DIRECTIONS FOR THIS TASK
Pick out every line below that has the word "hand" in it, and copy each one in full.

DATA ROWS
◆ ◆ ◆

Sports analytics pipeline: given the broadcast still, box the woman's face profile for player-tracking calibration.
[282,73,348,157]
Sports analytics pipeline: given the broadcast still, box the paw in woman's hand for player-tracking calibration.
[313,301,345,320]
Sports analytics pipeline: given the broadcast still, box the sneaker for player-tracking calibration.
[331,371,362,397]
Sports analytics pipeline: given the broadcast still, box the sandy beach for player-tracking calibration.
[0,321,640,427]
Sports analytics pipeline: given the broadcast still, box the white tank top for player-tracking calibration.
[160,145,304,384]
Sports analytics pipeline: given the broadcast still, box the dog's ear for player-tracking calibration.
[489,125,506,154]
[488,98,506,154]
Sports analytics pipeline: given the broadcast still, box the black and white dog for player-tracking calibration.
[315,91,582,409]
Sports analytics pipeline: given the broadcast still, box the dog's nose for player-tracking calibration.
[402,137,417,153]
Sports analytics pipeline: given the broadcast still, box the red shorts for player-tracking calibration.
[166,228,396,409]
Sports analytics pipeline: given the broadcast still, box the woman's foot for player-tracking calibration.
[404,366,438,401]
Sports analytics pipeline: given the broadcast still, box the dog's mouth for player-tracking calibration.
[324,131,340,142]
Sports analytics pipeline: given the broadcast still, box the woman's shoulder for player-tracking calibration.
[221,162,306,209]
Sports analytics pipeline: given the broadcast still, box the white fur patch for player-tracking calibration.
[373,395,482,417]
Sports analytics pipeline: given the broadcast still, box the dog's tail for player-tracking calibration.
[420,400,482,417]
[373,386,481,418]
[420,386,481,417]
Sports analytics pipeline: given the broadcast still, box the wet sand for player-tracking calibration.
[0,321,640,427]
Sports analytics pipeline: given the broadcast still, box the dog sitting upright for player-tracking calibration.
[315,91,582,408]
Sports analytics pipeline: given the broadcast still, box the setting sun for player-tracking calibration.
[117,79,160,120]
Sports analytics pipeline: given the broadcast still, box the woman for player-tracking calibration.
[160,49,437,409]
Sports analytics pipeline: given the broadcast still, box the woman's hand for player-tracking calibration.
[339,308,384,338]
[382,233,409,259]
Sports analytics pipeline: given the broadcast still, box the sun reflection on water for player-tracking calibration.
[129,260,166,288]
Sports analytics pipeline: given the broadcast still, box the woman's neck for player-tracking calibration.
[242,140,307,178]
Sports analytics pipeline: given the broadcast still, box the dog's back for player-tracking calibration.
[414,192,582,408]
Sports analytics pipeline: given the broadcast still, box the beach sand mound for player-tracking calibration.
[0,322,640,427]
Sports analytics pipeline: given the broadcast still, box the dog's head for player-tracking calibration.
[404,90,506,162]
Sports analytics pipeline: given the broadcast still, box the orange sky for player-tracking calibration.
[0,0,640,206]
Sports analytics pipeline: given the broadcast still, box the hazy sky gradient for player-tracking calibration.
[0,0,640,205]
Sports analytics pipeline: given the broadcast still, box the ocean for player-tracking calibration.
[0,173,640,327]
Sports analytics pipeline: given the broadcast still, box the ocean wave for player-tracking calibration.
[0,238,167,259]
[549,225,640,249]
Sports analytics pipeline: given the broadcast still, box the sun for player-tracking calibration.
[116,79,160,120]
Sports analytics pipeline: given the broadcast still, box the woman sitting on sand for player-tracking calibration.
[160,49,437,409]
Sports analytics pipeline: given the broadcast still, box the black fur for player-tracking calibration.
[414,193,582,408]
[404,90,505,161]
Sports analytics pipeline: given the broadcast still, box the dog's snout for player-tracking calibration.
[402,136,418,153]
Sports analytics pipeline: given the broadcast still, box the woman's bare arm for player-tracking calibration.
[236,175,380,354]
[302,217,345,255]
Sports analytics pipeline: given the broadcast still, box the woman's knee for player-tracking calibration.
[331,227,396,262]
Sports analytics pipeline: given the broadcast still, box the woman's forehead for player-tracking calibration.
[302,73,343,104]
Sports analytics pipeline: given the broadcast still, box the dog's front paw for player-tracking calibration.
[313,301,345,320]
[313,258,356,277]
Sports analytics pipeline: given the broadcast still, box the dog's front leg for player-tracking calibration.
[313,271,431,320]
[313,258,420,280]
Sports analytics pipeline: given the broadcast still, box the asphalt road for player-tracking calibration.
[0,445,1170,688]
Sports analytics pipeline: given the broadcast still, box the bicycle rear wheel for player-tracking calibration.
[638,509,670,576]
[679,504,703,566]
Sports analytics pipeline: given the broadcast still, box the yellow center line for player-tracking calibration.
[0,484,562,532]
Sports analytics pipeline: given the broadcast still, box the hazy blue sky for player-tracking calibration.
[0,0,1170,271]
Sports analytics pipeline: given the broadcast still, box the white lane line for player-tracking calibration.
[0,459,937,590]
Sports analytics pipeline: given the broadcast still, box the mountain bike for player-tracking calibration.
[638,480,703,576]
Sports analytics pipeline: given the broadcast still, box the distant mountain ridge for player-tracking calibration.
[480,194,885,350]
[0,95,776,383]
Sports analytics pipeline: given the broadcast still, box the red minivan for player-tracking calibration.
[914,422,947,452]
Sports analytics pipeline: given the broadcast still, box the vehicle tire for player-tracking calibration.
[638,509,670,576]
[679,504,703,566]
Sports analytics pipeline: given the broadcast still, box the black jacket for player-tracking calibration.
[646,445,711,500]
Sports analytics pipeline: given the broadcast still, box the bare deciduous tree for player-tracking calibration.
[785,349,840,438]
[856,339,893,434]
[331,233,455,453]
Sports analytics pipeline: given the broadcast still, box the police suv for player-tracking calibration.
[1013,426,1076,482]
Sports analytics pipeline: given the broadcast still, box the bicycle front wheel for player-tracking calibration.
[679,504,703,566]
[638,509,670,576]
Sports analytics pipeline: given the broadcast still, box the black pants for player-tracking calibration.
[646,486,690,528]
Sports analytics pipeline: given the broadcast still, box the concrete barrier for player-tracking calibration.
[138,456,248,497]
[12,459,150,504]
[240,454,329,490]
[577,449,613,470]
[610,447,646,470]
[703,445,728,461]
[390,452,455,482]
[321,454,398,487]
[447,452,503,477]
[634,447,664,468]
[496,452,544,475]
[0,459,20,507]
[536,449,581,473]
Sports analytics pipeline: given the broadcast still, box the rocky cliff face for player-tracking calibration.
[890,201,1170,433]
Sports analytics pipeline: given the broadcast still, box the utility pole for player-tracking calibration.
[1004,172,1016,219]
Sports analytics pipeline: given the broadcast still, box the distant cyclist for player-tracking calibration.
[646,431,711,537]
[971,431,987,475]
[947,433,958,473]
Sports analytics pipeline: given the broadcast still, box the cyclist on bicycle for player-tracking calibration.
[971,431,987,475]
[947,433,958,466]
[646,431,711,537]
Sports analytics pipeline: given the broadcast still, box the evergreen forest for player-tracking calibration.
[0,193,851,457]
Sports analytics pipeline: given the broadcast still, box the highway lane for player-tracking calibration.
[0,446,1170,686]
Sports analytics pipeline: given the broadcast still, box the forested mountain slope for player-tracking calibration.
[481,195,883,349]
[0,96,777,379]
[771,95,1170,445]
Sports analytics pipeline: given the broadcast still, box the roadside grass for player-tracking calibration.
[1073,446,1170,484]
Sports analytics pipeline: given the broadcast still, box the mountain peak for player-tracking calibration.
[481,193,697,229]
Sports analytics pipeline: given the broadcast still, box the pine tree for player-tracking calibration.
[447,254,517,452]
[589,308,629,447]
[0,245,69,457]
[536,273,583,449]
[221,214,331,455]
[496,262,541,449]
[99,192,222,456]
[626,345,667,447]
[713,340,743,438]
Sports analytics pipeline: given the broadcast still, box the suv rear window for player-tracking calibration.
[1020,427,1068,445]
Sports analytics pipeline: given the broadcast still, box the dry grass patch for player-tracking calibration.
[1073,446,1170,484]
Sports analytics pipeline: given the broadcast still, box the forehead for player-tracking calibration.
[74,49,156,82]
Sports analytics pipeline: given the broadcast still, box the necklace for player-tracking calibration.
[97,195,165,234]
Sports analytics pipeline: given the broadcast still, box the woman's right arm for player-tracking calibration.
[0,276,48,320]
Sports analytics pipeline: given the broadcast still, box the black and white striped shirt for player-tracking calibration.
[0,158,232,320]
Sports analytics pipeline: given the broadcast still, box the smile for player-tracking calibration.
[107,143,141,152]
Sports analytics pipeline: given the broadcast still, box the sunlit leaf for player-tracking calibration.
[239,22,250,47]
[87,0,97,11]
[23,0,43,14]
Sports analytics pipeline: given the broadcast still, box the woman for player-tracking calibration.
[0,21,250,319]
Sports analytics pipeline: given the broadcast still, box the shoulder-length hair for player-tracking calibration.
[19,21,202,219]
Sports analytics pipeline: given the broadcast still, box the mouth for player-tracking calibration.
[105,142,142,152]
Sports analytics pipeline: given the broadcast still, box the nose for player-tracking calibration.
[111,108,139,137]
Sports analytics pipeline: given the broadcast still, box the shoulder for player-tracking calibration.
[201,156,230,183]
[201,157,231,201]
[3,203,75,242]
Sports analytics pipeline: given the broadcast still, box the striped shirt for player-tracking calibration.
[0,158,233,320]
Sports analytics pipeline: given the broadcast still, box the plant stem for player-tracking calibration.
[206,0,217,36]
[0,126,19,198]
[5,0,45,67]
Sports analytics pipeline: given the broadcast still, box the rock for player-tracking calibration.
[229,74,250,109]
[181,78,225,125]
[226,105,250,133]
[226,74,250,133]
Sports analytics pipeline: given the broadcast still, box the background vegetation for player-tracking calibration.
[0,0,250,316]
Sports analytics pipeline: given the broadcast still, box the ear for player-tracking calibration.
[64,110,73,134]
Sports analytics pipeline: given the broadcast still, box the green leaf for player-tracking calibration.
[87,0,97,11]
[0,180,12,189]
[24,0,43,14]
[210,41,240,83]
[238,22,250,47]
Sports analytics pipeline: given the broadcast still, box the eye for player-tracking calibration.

◆ ◆ ◆

ANSWER FOR THIS EXERCISE
Sports analytics pipeline: given the broadcast still, box the paw in woman's hand for player-tracking calibration.
Sports analytics pipeline: given the broadcast still, box the woman's hand for player-tracking calibration.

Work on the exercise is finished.